▸ Your task: Turn every line of the material below into a JSON list of strings, one string per line, leaving out any blank lines.

▸ Supplied material:

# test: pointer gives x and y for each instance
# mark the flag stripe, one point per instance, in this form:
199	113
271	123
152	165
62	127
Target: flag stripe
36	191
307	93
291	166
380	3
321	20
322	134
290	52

▸ Answer for this exercise:
[
  "# test: pointer gives x and y for each instance",
  "# mark the flag stripe, one point per instance, in this form:",
  "199\t113",
  "271\t123",
  "152\t165",
  "62\t127",
  "Target: flag stripe",
  "36\t191",
  "307\t93",
  "291\t166",
  "380\t3",
  "321\t20",
  "322\t134",
  "290\t52"
]